Directions:
Print all of the material below word for word and line for line, but leave the pictures out.

:: Extracted information

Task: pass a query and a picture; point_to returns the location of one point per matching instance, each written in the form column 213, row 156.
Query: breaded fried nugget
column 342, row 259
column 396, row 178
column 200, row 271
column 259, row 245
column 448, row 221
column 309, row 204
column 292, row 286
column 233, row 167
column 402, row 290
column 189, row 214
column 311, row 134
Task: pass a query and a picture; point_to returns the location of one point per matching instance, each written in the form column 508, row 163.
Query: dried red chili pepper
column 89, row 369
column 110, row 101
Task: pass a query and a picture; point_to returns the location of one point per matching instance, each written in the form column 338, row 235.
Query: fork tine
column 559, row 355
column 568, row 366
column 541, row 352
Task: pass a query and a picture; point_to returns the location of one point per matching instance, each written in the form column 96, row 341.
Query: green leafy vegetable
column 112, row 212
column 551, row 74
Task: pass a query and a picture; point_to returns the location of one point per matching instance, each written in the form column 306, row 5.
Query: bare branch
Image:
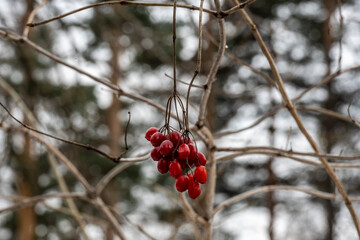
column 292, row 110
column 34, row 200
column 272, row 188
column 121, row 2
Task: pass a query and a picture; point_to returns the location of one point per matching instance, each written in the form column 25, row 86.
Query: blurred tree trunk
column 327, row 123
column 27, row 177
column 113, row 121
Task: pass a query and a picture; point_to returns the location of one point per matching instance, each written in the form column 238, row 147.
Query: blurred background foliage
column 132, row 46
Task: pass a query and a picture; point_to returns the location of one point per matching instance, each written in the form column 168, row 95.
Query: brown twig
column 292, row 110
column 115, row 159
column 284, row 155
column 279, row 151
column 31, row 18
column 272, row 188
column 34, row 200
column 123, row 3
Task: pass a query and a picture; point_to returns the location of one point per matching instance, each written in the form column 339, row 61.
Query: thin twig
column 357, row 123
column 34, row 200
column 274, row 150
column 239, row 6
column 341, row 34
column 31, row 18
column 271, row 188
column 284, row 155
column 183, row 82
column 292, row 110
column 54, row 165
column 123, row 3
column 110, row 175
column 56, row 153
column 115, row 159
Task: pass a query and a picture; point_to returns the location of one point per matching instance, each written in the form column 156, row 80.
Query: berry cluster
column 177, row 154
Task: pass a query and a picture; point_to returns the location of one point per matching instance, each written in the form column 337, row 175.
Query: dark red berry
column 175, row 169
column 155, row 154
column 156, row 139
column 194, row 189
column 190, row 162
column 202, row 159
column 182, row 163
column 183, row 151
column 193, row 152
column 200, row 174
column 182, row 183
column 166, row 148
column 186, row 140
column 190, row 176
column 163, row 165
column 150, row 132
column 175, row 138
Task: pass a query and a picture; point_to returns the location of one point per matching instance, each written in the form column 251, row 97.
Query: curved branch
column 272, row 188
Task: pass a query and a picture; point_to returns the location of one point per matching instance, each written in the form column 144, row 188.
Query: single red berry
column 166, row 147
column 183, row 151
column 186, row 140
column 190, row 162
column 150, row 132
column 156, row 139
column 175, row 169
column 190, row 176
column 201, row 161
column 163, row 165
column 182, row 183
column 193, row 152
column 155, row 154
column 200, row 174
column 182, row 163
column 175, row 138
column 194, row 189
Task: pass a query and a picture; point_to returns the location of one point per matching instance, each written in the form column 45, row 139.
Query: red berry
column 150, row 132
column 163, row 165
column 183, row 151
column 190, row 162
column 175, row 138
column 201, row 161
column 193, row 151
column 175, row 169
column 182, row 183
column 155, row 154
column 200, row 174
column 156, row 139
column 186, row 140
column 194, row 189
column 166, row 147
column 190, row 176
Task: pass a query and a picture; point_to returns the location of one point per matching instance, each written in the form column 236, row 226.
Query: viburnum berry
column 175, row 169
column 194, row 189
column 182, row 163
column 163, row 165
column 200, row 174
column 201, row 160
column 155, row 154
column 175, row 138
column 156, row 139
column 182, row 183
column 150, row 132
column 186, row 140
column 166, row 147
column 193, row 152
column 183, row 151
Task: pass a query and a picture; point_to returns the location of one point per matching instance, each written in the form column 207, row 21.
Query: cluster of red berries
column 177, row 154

::::

Finished task:
Task: pass a query and a picture; point_to returns the location of one point per matching instance, each written in the form column 213, row 156.
Query: breaded fried nugget
column 342, row 259
column 396, row 178
column 200, row 271
column 259, row 245
column 448, row 221
column 309, row 204
column 292, row 286
column 233, row 167
column 402, row 290
column 189, row 214
column 311, row 134
Task: pass a query and a picture; point_to returns the location of one point per matching instance, each written in the form column 508, row 163.
Query: dried red chili pepper
column 89, row 369
column 110, row 101
Task: pass a query and a picture; point_to returns the location of one point per matching instance, each written in the form column 338, row 235.
Query: fork tine
column 559, row 355
column 568, row 366
column 541, row 352
Task: pass a query and a picture; point_to returns the location of one point per matching instance, each written in the form column 96, row 341.
Query: green leafy vegetable
column 112, row 212
column 551, row 74
Task: pass a query and a picture; point_to returns the location of one point per matching instance, each written in the form column 306, row 5.
Query: bare branch
Image:
column 292, row 110
column 34, row 200
column 272, row 188
column 121, row 2
Task: pass a query and a picture; point_to returns the location of one point per matching instance, each written in the form column 25, row 86.
Query: blurred tree trunk
column 327, row 123
column 27, row 177
column 113, row 121
Task: pass a query and a picture; point_to returns the location of one point per matching instance, each written in the form column 238, row 147.
Query: blurred background foliage
column 132, row 46
Task: pass a query and a picture; point_to returns the location of one point per matching instance, each written in the form column 168, row 95.
Query: brown twig
column 292, row 110
column 115, row 159
column 284, row 155
column 279, row 151
column 31, row 18
column 272, row 188
column 34, row 200
column 123, row 3
Task: pass a query and a picture; point_to returns the location of one point per matching instance, each written in the form column 339, row 61.
Query: thin twig
column 357, row 123
column 34, row 200
column 274, row 150
column 239, row 6
column 341, row 34
column 31, row 18
column 271, row 188
column 284, row 155
column 183, row 82
column 292, row 110
column 54, row 165
column 123, row 3
column 110, row 175
column 56, row 153
column 115, row 159
Task: pass a query and a picture; point_to returns the location of one point per matching instance, each written in the form column 156, row 80.
Query: berry cluster
column 177, row 154
Task: pass a query and a picture; point_to returns the location of one point per matching instance, each written in the form column 337, row 175.
Query: dark red berry
column 175, row 169
column 155, row 154
column 156, row 139
column 194, row 189
column 190, row 162
column 202, row 159
column 182, row 163
column 183, row 151
column 193, row 152
column 200, row 174
column 182, row 183
column 166, row 148
column 186, row 140
column 190, row 176
column 163, row 165
column 150, row 132
column 175, row 138
Task: pass a query and a picture; point_to returns the location of one point per matching instance, each written in the form column 251, row 97.
Query: curved branch
column 272, row 188
Task: pass a query and a picture; point_to returns the location of one point per matching instance, each written in the form column 144, row 188.
Query: single red berry
column 166, row 147
column 183, row 151
column 186, row 140
column 190, row 162
column 150, row 132
column 156, row 139
column 175, row 169
column 190, row 176
column 201, row 161
column 163, row 165
column 182, row 183
column 193, row 152
column 155, row 154
column 200, row 174
column 182, row 163
column 175, row 138
column 194, row 189
Task: pass a query and a picture; point_to returns the location of one point per matching instance, each written in the form column 45, row 139.
Query: red berry
column 150, row 132
column 163, row 165
column 183, row 151
column 190, row 162
column 175, row 138
column 201, row 161
column 193, row 151
column 175, row 169
column 182, row 183
column 155, row 154
column 200, row 174
column 156, row 139
column 186, row 140
column 194, row 189
column 166, row 147
column 190, row 176
Task: pass a query and a picture; point_to returns the location of one point per matching instance, each written in the form column 236, row 226.
Query: viburnum berry
column 175, row 169
column 194, row 189
column 182, row 163
column 163, row 165
column 200, row 174
column 201, row 160
column 155, row 154
column 175, row 138
column 156, row 139
column 182, row 183
column 150, row 132
column 186, row 140
column 166, row 147
column 193, row 152
column 183, row 151
Task: pass a query and a picture; point_to returns the location of one point per matching instance, each written in the form column 207, row 21.
Query: cluster of red berries
column 177, row 154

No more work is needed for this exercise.